▸ EXERCISE TASK: Copy exactly, and only, the lines from the line containing "white chef hat" through the last line of the records below, both included.

[Point labeling examples]
# # # # #

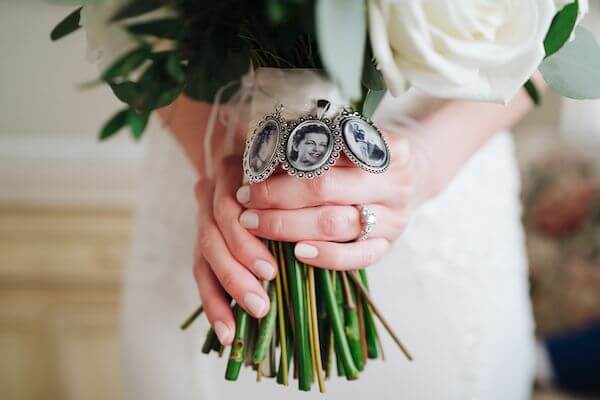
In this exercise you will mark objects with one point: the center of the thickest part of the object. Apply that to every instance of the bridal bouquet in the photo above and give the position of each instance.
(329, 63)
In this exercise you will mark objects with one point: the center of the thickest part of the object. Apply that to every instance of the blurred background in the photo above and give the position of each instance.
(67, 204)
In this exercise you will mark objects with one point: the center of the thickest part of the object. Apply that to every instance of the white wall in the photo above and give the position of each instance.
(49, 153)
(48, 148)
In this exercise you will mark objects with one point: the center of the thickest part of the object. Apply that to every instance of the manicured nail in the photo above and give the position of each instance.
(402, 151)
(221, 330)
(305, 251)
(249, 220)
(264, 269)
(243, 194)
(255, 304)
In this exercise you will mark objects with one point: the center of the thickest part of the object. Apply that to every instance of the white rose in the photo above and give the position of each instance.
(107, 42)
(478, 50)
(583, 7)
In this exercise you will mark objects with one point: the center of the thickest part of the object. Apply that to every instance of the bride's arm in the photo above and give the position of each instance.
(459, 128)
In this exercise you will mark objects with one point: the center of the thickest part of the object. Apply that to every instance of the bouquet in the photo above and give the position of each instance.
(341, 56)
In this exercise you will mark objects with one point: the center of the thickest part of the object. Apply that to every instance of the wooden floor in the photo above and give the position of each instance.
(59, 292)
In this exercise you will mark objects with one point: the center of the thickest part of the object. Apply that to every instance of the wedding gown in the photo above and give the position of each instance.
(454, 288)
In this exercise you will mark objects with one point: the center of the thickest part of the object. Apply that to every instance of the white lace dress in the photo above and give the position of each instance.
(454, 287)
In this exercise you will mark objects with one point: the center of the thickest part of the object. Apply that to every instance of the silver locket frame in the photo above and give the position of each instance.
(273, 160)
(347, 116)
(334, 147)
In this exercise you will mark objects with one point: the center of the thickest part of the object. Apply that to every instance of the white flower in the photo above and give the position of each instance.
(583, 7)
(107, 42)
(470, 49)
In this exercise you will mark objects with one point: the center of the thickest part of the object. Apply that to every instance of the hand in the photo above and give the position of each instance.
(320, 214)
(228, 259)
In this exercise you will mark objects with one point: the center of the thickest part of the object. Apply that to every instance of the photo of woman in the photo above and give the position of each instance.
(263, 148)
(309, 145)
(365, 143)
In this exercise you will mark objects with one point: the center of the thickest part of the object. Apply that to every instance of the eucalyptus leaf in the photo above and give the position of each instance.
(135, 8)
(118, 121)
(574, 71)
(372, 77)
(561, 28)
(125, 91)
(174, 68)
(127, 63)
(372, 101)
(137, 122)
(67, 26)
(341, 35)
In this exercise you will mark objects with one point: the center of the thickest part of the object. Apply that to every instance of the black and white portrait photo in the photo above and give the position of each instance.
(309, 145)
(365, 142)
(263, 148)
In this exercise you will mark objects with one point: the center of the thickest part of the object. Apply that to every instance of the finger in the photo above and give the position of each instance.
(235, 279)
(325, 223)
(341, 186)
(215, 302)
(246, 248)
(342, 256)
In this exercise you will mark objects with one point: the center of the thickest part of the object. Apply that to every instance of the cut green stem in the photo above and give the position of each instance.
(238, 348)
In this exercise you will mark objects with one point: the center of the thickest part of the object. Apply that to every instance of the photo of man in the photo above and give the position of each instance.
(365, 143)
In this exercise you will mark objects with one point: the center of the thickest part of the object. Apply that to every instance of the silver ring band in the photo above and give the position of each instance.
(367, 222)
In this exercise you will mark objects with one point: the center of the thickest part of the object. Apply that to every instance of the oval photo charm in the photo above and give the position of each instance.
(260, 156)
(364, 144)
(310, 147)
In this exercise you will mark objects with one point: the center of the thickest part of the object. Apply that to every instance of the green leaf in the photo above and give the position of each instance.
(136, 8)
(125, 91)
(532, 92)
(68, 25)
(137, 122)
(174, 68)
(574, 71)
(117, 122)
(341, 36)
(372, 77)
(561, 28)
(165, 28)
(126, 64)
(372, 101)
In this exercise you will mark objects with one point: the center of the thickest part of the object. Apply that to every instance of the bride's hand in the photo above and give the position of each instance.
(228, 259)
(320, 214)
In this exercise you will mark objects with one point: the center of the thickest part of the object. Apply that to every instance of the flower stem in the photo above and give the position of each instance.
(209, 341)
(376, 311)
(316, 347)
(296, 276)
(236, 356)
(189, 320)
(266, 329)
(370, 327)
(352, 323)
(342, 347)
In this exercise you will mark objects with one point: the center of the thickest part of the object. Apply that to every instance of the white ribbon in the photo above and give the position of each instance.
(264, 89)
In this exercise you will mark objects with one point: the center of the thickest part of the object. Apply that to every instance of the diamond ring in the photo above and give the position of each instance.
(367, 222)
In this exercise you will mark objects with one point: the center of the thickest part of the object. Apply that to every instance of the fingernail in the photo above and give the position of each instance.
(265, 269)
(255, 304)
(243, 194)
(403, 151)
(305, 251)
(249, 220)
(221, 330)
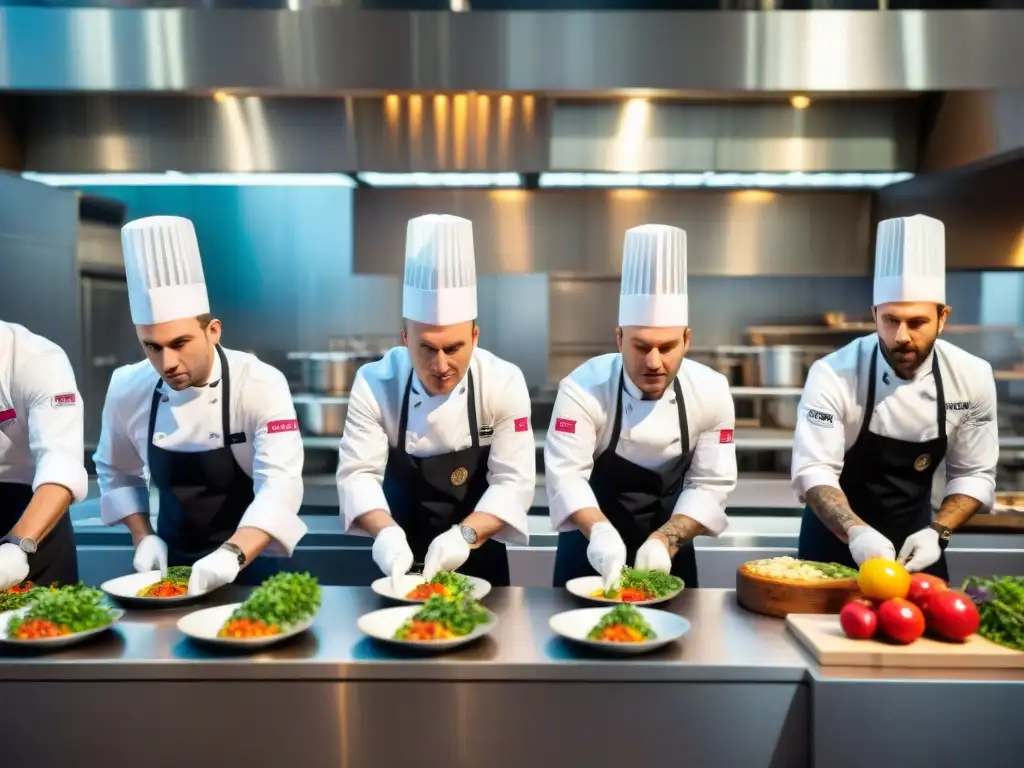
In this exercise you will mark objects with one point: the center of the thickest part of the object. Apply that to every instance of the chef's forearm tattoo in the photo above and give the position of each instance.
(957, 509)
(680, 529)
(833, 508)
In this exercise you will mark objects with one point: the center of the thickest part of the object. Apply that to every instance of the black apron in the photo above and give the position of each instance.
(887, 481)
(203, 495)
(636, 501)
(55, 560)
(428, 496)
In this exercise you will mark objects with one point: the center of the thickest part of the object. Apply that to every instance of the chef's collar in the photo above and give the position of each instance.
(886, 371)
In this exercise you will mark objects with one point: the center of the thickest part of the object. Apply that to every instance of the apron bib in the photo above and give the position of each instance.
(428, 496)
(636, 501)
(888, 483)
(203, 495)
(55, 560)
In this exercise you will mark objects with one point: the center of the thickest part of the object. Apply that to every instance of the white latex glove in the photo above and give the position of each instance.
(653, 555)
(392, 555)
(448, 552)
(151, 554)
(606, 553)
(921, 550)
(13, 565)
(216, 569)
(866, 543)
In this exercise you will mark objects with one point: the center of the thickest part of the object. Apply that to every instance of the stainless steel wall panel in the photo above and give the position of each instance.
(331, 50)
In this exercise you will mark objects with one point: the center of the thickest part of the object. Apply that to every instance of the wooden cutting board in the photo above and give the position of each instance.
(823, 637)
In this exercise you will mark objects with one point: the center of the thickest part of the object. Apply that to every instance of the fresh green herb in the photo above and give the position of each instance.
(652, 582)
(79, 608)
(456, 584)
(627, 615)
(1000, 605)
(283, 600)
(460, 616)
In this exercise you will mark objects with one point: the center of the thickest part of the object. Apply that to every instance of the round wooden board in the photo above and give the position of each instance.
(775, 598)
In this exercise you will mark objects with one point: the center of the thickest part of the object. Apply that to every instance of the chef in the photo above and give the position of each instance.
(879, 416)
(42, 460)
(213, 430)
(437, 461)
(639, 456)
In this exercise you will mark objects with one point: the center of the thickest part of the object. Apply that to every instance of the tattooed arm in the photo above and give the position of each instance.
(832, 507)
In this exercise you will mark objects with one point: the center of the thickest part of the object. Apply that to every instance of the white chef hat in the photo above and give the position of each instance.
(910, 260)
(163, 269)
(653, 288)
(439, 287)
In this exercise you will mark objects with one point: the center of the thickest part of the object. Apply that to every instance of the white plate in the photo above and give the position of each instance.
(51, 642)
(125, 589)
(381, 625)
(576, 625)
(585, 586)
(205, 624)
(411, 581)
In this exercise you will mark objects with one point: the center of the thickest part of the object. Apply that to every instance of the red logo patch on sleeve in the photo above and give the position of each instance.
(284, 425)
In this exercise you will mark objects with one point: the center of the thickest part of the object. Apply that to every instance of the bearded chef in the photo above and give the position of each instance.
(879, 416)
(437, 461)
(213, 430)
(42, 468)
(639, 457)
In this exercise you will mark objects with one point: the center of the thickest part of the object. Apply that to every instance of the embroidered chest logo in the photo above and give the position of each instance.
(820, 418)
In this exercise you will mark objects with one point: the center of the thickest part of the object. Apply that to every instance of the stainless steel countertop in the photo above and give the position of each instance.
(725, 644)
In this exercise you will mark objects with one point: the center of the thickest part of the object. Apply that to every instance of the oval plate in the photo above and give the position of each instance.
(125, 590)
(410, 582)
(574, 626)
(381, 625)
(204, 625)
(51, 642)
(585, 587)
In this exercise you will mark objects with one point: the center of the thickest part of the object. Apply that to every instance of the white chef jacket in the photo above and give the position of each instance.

# # # # #

▸ WRITTEN ANSWER:
In this exercise you will mark objects with one point: the center of the thickest part of the object. Apply that to every instance of the white chef hat in the photo above and give the position of each instance.
(910, 260)
(163, 269)
(653, 288)
(439, 287)
In this exercise you will mark objects with one point: the center of the thickest part of the object. Apply that to every instance of the white plate in the photo above and give the position of each instance.
(51, 642)
(125, 589)
(381, 625)
(576, 625)
(585, 586)
(205, 624)
(411, 581)
In this exercise you will mark objects with one point: the center of the thickest part of the object. Apply that to every instance of the red logo patch on sleeve in the photo above and give the position of each instance.
(284, 425)
In this exercise you will mark objects with one point: the center of the thickest part of the object. Apply that to every instance of the bearded chef in the photo above and give the position of each instance.
(879, 416)
(437, 461)
(213, 430)
(42, 468)
(639, 457)
In this exercise you will mark objects with one point: the center of the thickest part of the object. Apply that to every instance of the embroidered chest logo in the photo above and give the position of each instance.
(820, 418)
In this exercise you will mark objects with one point: the center of the thickest part of the object. Apply that to every instance of the stainless steel countertop in the photo above and give the position of each instance.
(725, 644)
In this exercise you will mark objects with one point: the center of the thickest part of the object. Apply that to every instance of the oval plate in the photo above and give the position of each instance.
(125, 590)
(410, 582)
(574, 626)
(381, 625)
(204, 625)
(51, 642)
(585, 587)
In this exercise you will mark objects with one point: the center of the thickest part of the object. Apply that to every instance of the white chef jacket in the photo above and give the position of each instance.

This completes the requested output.